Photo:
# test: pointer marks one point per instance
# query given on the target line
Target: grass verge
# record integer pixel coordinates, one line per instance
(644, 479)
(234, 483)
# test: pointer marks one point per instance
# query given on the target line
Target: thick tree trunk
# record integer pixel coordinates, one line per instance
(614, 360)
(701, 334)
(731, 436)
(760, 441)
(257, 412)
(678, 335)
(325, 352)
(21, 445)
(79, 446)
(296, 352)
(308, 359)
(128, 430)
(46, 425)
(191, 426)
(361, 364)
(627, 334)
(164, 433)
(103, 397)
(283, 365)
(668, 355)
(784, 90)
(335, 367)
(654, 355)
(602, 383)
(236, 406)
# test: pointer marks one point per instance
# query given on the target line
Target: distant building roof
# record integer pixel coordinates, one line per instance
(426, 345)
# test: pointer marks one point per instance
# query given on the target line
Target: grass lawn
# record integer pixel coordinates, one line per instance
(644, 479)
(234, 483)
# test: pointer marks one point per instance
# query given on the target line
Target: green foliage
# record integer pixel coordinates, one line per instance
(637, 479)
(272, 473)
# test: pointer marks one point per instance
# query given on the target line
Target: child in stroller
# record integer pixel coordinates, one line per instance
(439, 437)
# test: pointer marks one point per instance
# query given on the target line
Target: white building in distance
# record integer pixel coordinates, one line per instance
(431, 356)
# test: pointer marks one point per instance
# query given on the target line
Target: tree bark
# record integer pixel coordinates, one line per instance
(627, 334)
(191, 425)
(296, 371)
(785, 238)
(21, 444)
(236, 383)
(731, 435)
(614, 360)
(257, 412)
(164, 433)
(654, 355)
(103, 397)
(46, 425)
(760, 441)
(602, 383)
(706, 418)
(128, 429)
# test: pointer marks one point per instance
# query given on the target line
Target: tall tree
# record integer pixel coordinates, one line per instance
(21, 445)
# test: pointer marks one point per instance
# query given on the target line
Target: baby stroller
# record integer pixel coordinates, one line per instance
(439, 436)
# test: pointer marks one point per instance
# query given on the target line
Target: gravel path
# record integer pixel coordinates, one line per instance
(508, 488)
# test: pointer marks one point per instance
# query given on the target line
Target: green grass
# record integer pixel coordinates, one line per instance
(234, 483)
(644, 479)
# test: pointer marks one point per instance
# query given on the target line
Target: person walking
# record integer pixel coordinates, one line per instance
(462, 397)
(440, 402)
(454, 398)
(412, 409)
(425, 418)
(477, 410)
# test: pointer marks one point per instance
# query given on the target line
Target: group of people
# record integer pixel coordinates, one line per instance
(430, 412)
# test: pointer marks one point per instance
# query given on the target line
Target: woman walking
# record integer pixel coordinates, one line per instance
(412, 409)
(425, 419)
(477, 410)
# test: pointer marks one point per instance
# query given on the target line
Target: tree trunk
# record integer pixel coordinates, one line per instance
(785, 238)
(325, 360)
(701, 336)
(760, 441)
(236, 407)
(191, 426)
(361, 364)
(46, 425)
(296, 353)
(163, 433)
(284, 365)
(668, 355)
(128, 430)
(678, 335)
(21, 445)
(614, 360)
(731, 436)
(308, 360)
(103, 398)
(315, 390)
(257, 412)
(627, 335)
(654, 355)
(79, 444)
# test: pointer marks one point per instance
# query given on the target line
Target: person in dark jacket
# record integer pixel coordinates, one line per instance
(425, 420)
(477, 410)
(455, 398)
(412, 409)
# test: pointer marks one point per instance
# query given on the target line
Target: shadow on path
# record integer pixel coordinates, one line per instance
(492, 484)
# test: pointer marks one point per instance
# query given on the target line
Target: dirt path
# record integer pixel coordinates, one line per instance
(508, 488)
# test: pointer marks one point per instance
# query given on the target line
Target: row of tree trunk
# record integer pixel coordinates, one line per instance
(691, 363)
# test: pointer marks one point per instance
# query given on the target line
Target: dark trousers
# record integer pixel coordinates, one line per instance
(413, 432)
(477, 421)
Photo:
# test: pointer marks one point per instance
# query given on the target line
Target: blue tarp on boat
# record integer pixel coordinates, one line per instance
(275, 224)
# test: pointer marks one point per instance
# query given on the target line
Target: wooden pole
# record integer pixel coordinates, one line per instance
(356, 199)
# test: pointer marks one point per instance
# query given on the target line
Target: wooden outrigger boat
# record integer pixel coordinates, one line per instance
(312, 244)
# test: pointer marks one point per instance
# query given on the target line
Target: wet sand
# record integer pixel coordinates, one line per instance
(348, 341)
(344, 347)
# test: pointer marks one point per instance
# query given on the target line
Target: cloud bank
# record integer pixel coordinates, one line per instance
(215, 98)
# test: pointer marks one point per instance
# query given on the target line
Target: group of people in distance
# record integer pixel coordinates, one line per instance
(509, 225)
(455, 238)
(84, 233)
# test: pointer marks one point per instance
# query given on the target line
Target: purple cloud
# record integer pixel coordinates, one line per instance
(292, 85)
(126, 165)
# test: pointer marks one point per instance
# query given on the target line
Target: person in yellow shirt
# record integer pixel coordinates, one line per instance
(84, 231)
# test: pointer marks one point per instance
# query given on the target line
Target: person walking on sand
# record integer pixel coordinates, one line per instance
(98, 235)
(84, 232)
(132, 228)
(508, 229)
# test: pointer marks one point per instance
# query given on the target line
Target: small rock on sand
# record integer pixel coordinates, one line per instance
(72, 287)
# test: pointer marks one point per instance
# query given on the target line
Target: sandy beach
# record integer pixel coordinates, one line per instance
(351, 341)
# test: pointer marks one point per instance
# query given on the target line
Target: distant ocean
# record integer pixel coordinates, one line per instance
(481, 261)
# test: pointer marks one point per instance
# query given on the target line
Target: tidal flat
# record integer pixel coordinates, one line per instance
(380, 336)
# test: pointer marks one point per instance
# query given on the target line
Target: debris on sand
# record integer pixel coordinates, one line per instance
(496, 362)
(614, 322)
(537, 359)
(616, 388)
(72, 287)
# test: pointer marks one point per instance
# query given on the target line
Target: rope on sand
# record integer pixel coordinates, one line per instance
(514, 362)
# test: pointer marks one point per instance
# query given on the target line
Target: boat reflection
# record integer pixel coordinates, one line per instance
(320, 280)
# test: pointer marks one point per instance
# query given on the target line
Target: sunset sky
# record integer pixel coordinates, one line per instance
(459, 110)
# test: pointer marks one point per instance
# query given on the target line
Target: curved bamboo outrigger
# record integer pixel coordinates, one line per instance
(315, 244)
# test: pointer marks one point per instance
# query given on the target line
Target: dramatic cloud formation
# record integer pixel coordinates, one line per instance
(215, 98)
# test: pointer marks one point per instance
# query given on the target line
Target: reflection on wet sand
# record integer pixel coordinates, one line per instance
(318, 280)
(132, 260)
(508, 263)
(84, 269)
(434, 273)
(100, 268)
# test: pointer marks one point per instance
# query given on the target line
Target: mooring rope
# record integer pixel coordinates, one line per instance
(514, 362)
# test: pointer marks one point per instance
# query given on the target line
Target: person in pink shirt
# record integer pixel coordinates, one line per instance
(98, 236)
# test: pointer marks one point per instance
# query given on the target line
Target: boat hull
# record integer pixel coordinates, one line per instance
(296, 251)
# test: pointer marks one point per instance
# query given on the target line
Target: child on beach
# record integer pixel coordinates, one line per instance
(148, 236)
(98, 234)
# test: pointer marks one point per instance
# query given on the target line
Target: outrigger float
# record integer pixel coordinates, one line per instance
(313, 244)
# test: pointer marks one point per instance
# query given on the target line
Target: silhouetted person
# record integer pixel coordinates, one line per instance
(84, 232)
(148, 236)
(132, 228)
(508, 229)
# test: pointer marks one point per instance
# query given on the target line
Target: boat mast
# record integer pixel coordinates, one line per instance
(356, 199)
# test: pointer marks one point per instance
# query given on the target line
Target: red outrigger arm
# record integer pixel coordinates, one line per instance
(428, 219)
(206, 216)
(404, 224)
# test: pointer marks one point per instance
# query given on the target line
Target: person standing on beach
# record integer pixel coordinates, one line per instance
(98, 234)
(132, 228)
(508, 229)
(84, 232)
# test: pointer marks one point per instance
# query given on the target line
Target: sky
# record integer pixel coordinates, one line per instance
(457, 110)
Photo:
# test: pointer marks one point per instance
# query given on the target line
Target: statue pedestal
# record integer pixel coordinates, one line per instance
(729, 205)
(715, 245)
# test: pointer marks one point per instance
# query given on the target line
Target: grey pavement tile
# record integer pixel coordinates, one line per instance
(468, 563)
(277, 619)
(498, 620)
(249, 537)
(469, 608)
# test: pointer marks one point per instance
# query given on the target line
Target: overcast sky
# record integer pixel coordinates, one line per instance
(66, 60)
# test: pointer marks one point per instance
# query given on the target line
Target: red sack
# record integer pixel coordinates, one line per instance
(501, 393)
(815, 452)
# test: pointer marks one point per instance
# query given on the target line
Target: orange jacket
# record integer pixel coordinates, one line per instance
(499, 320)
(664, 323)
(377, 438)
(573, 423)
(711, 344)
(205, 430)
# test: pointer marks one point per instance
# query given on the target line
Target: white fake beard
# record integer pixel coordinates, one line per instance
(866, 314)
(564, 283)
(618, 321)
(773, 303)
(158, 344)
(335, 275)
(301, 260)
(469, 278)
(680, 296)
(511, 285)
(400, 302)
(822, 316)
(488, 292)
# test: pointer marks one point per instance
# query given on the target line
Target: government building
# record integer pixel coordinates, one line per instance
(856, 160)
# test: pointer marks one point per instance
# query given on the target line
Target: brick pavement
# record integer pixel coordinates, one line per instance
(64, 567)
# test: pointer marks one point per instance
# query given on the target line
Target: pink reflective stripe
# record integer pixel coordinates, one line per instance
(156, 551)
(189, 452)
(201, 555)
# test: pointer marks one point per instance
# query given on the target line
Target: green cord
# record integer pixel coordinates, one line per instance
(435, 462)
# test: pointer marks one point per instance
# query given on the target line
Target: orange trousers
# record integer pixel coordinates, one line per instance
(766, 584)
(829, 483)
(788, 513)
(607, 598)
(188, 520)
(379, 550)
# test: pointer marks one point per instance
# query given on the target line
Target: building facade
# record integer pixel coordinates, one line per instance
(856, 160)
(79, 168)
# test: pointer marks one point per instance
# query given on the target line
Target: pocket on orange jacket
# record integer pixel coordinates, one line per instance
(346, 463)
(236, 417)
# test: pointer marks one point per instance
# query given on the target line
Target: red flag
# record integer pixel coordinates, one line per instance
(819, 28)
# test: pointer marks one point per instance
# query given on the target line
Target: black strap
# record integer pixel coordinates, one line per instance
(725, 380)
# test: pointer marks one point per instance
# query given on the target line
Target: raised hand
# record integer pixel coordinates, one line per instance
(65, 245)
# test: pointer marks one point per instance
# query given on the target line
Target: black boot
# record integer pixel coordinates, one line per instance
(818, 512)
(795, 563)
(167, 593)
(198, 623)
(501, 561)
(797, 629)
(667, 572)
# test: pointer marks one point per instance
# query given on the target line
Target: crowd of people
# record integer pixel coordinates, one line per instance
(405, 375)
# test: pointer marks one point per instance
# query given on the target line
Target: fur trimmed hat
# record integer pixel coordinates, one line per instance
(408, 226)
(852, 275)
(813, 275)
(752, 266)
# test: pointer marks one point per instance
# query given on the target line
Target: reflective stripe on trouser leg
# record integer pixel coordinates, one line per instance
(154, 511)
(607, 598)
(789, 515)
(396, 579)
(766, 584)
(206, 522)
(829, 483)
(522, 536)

☆ ☆ ☆

> _Task item_: Scan the listing for the string "pavement". Copy each line that has it.

> _Exercise result_:
Target: grey pavement tile
Target: brick pavement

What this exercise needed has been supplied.